DIRECTION. Please restate the following records word for word.
[start STORED RECORDS]
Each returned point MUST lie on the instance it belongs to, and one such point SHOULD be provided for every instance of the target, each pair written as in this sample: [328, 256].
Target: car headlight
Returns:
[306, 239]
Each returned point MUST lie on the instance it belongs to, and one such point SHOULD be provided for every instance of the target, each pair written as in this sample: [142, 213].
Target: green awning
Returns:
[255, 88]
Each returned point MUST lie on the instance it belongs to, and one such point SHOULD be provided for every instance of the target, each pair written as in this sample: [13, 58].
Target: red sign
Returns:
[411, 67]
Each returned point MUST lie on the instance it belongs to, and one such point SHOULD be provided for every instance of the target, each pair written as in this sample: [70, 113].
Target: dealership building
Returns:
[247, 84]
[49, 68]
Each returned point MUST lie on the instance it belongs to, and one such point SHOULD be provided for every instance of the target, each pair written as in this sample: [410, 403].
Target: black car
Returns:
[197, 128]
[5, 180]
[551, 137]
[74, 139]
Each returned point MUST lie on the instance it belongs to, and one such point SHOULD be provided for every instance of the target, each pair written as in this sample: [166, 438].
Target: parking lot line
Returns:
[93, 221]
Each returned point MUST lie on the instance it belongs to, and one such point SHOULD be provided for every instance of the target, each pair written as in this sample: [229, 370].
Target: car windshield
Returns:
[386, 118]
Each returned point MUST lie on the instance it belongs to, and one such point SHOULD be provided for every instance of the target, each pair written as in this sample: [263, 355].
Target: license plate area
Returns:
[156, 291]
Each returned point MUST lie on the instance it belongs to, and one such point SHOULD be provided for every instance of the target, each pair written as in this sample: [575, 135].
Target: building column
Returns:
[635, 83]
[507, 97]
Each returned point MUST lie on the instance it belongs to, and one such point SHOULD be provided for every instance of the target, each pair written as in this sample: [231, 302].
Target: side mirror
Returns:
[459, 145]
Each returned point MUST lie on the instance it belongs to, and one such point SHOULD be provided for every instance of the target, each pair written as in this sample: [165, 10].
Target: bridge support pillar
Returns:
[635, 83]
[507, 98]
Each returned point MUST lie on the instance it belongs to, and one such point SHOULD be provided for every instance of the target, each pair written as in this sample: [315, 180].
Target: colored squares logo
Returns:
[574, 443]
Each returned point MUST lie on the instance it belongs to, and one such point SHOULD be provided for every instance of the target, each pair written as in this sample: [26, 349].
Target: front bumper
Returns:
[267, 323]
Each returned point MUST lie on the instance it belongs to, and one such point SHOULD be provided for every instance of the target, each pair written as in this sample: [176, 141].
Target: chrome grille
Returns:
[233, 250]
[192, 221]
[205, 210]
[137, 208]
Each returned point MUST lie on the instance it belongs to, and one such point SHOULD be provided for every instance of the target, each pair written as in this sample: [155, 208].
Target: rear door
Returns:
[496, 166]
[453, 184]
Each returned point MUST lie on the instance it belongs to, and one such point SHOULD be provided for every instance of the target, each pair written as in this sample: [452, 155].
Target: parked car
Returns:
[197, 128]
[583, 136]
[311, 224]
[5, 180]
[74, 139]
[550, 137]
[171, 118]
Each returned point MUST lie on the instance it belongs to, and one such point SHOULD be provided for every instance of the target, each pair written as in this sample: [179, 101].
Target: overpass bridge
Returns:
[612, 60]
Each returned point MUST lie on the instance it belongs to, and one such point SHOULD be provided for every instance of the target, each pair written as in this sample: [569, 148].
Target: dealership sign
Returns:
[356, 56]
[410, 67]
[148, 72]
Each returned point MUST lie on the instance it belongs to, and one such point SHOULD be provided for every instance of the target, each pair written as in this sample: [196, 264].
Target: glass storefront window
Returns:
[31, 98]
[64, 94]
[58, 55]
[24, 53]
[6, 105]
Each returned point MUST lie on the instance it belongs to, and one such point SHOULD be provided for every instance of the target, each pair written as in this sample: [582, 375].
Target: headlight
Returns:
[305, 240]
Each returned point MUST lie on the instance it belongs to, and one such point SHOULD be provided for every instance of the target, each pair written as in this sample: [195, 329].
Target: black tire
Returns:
[end STORED RECORDS]
SOLUTION BELOW.
Each returned point MUST lie on the instance it belongs to, and one such point SHOULD be provided for every instance of the target, each pair written as in this sample: [328, 256].
Target: car headlight
Returns:
[306, 239]
Each returned point MUST lie on the instance it belongs to, and one such point SHOULD be provided for every instance of the target, each pair written as in this sample: [142, 213].
Target: green awning
Returns:
[255, 88]
Each returned point MUST lie on the instance it belongs to, and one such point SHOULD be provided for every instance of the target, each pair written as in this sample: [13, 58].
Target: red sign
Returns:
[411, 67]
Each returned point MUST lie on the instance it belongs to, and one such point SHOULD be provided for every instance of the target, each pair written as in this sample: [70, 113].
Target: dealership building
Returns:
[247, 84]
[49, 68]
Each returned point MUST lie on the instance it belongs to, and one such point SHOULD be provided for every instance of the target, each pair written as in this sample: [410, 403].
Target: black car
Returns:
[197, 128]
[5, 180]
[551, 137]
[74, 139]
Each returned point MUST lie on the instance it belongs to, and one such point SHOULD be provided for every instance of the target, each pair written as in this sample: [166, 438].
Target: parking lot line
Returns:
[93, 221]
Each returned point MUST lie on the instance it belongs to, and one such point SHOULD be provided for every instance of the target, each pair written as in this sample: [229, 370].
Target: car windshield
Returns:
[386, 118]
Each returned point MUST lie on the instance it belongs to, and one such point SHOULD be provided for every instance of the target, each pair written as in this sample: [263, 355].
Target: license plate area
Returns:
[156, 291]
Each returned point MUST lie on the instance it belongs to, and one such point SHOULD be provided for every instance of the target, each pair written as in this sample: [575, 135].
Target: building column
Returns:
[635, 83]
[507, 97]
Each returned point MUST lie on the instance it belongs to, and one such point SHOULD be provided for every instance of the target, each pair written as in this sample: [231, 302].
Target: side mirror
Returns:
[459, 145]
Each returned point MUST lie on the instance it belongs to, and one such point SHOULD be provided for every instance of the target, each pair written as in this sample: [165, 10].
Target: bridge support pillar
Returns:
[635, 83]
[507, 98]
Each returned point MUST lie on the instance it belongs to, and one such point SHOULD be provided for every instance of the target, each pair written as in this sample: [315, 180].
Target: colored squares logo
Returns:
[574, 443]
Each returned point MUST lie on the instance it belongs to, and one such point SHOULD be provided for every instance of the target, each pair written as in this sample: [26, 349].
Target: front bumper
Returns:
[267, 323]
Each returned point MUST lie on the instance it belongs to, and one such point SHOULD be provided for every instance of the target, each pair written as in this sample: [176, 141].
Target: chrome grille
Returns:
[233, 250]
[192, 221]
[205, 210]
[137, 208]
Each returned point MUST lie on the instance it belongs to, and one such point SHOULD be provided for every instance of the target, each pair written as in this sample: [155, 208].
Target: rear door
Returns:
[496, 166]
[453, 184]
Each returned point MUST lie on the instance it belongs to, and one such point SHOULD be provided for every instance of the target, each pair written as in this sample: [452, 155].
Target: parked car
Returns:
[197, 128]
[583, 136]
[311, 224]
[5, 180]
[74, 139]
[550, 137]
[171, 118]
Each returned point MUST lie on the instance it belongs to, and one such point SHOULD be provided for every instance of the target, each pair written as in this sample: [179, 101].
Target: overpass bridge
Returns:
[612, 60]
Each returned point MUST lie on the instance it belongs to, and one such point SHOULD be provided for every instance of the target, each pair written as in this sample: [569, 148].
Target: dealership sign
Returns:
[356, 56]
[410, 67]
[148, 72]
Each returned point MUST lie on the instance it belongs to, and one such point SHOULD be provided for every instance of the target, each pair written as in this sample: [196, 264].
Target: glass storefront window
Returns:
[31, 98]
[64, 94]
[58, 55]
[24, 53]
[6, 105]
Each returned point MUST lie on the instance it belongs to, and one such point SHOULD be provided for every instance of the target, each pair written as in this sample: [582, 375].
Target: headlight
Returns:
[305, 240]
Each returned point MUST lie on the instance it belongs to, and one such point SHOULD be provided for every instance of the target, each pair written as in this sample: [195, 329].
Target: black tire
Returns:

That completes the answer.